→ DOCUMENT SEGMENT:
Lemma 10.99.8 (051C)—The Stacks project

Lemma 10.99.8. Let $R$ be a ring. Let $I \subset R$ be an ideal. Let $M$ be an $R$ -module. If $M/IM$ is flat over $R/I$ and $\text{Tor}_1^ R(R/I, M) = 0$ then

$M/I^ nM$ is flat over $R/I^ n$ for all $n \geq 1$ , and
for any module $N$ which is annihilated by $I^ m$ for some $m \geq 0$ we have $\text{Tor}_1^ R(N, M) = 0$ .

In particular, if $I$ is nilpotent, then $M$ is flat over $R$ .

Proof. Assume $M/IM$ is flat over $R/I$ and $\text{Tor}_1^ R(R/I, M) = 0$ . Let $N$ be an $R/I$ -module. Choose a short exact sequence

$0 \to K \to \bigoplus \nolimits _{i \in I} R/I \to N \to 0$

By the long exact sequence of $\text{Tor}$ and the vanishing of $\text{Tor}_1^ R(R/I, M)$ we get

$0 \to \text{Tor}_1^ R(N, M) \to K \otimes _ R M \to (\bigoplus \nolimits _{i \in I} R/I) \otimes _ R M \to N \otimes _ R M \to 0$

But since $K$ , $\bigoplus _{i \in I} R/I$ , and $N$ are all annihilated by $I$ we see that

$\begin{align*} K \otimes _ R M & = K \otimes _{R/I} M/IM, \\ (\bigoplus \nolimits _{i \in I} R/I) \otimes _ R M & = (\bigoplus \nolimits _{i \in I} R/I) \otimes _{R/I} M/IM, \\ N \otimes _ R M & = N \otimes _{R/I} M/IM. \end{align*}$

As $M/IM$ is flat over $R/I$ we conclude that

$0 \to K \otimes _{R/I} M/IM \to (\bigoplus \nolimits _{i \in I} R/I) \otimes _{R/I} M/IM \to N \otimes _{R/} M/IM \to 0$

is exact. Combining this with the above we conclude that $\text{Tor}_1^ R(N, M) = 0$ for any $R$ -module $N$ annihilated by $I$ .

→ MATERIAL PROVIDED:
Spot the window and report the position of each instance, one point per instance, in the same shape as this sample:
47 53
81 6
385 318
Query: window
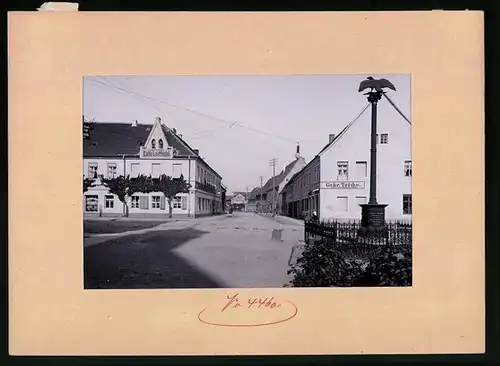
91 203
176 202
360 200
407 204
155 170
342 203
110 201
111 170
407 168
92 170
361 169
177 170
155 202
134 169
342 169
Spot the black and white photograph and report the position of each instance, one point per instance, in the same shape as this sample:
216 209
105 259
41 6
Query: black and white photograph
254 181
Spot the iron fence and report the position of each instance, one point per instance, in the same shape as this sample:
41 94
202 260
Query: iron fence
334 232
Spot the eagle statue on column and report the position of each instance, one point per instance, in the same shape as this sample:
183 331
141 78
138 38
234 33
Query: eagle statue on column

→ PROBLEM DETAILS: Reproduce the whole flatness lemma above, word for word.

→ REPLY:
Lemma 10.99.8 (051C)—The Stacks project

Lemma 10.99.8. Let $R$ be a ring. Let $I \subset R$ be an ideal. Let $M$ be an $R$ -module. If $M/IM$ is flat over $R/I$ and $\text{Tor}_1^ R(R/I, M) = 0$ then

$M/I^ nM$ is flat over $R/I^ n$ for all $n \geq 1$ , and
for any module $N$ which is annihilated by $I^ m$ for some $m \geq 0$ we have $\text{Tor}_1^ R(N, M) = 0$ .

In particular, if $I$ is nilpotent, then $M$ is flat over $R$ .

Proof. Assume $M/IM$ is flat over $R/I$ and $\text{Tor}_1^ R(R/I, M) = 0$ . Let $N$ be an $R/I$ -module. Choose a short exact sequence

$0 \to K \to \bigoplus \nolimits _{i \in I} R/I \to N \to 0$

By the long exact sequence of $\text{Tor}$ and the vanishing of $\text{Tor}_1^ R(R/I, M)$ we get

$0 \to \text{Tor}_1^ R(N, M) \to K \otimes _ R M \to (\bigoplus \nolimits _{i \in I} R/I) \otimes _ R M \to N \otimes _ R M \to 0$

But since $K$ , $\bigoplus _{i \in I} R/I$ , and $N$ are all annihilated by $I$ we see that

$\begin{align*} K \otimes _ R M & = K \otimes _{R/I} M/IM, \\ (\bigoplus \nolimits _{i \in I} R/I) \otimes _ R M & = (\bigoplus \nolimits _{i \in I} R/I) \otimes _{R/I} M/IM, \\ N \otimes _ R M & = N \otimes _{R/I} M/IM. \end{align*}$

As $M/IM$ is flat over $R/I$ we conclude that

$0 \to K \otimes _{R/I} M/IM \to (\bigoplus \nolimits _{i \in I} R/I) \otimes _{R/I} M/IM \to N \otimes _{R/} M/IM \to 0$

is exact. Combining this with the above we conclude that $\text{Tor}_1^ R(N, M) = 0$ for any $R$ -module $N$ annihilated by $I$ .